**GOAL**
Reproduce every entry exactly as shown.

[Labeled-object pointing entries]
++++++++++++++++++++
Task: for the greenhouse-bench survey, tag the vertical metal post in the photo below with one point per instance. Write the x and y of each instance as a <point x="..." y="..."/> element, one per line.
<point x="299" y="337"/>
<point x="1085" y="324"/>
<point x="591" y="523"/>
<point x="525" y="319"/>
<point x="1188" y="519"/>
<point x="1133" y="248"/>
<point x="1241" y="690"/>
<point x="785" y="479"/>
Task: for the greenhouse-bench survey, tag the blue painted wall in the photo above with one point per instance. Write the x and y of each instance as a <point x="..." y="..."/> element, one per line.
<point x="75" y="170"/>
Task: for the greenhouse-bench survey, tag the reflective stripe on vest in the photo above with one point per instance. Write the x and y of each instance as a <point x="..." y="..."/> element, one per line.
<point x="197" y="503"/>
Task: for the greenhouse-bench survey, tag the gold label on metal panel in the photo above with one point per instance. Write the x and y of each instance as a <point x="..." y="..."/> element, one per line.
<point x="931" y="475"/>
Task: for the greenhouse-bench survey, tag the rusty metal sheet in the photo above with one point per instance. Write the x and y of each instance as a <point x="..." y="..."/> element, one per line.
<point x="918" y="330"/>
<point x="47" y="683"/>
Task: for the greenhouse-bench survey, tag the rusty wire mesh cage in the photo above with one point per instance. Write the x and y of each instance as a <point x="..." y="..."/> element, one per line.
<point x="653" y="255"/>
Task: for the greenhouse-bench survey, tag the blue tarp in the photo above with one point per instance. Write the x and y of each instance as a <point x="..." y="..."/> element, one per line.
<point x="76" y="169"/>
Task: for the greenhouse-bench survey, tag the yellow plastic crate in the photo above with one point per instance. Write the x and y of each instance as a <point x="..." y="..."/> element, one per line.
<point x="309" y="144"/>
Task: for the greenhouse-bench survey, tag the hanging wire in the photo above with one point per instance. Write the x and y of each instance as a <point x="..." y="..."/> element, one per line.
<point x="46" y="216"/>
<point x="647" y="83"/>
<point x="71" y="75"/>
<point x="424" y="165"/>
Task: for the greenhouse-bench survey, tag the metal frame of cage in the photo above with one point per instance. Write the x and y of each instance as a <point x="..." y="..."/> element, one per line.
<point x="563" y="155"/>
++++++++++++++++++++
**OUTPUT FOR THIS TASK**
Task: for the greenhouse-bench survey, tag the vertical metal post in the photo below with one point per instance. Write the x and y of each instance as a <point x="..." y="..."/> element, one per line.
<point x="299" y="337"/>
<point x="1085" y="324"/>
<point x="591" y="523"/>
<point x="525" y="319"/>
<point x="1188" y="519"/>
<point x="1133" y="248"/>
<point x="1241" y="690"/>
<point x="785" y="479"/>
Task: for the greenhouse-bench survey, tag the blue painted wall in the photo above with one point per instance. Write the x and y of each instance as a <point x="..." y="..."/> element, one per line.
<point x="75" y="170"/>
Task: for the greenhouse-bench survey, tag the reflective stripe on vest in the photo above with one point per instance. Write the x and y of each instance as a <point x="..." y="..."/> element, one per line.
<point x="197" y="503"/>
Task: for the greenhouse-bench survey, tag the gold label on metal panel in the photo above with one point per instance. Write the x and y of each instance as a <point x="..." y="..."/> element, one per line.
<point x="931" y="475"/>
Task: for the greenhouse-bench survey, tag the rusty metal sheet in the photo above with one point per instance. Write the x and y of each instance as a <point x="..." y="..."/> element, one per line.
<point x="918" y="330"/>
<point x="47" y="683"/>
Task: for the greenhouse-bench survey, tag the rusty wire mesh cage in the photo above with one point per instance. Write the x and y of each instance as a <point x="..." y="..."/> element, one per line.
<point x="653" y="255"/>
Task: for the greenhouse-bench survey, tag the blue tarp in the photo above with one point per instance. Write the x and y of each instance as a <point x="..." y="..."/> element, one per line.
<point x="76" y="169"/>
Task: for the greenhouse-bench survey, tag the yellow plastic crate in the photo above with one point per instance. Write the x and y of each instance as a <point x="..." y="..."/> element, one per line.
<point x="309" y="144"/>
Task: for the greenhouse-bench survey, tag the hanging wire in the photo above with one point per instance. Write the x and y of each instance as a <point x="..." y="..."/> element, one per line.
<point x="46" y="216"/>
<point x="647" y="83"/>
<point x="71" y="75"/>
<point x="424" y="165"/>
Task: for the greenhouse-bench survey, tag the metal frame of cage in the photo above with one point per instance. Write the x and y of each instance as a <point x="..." y="..."/> element, one per line.
<point x="563" y="155"/>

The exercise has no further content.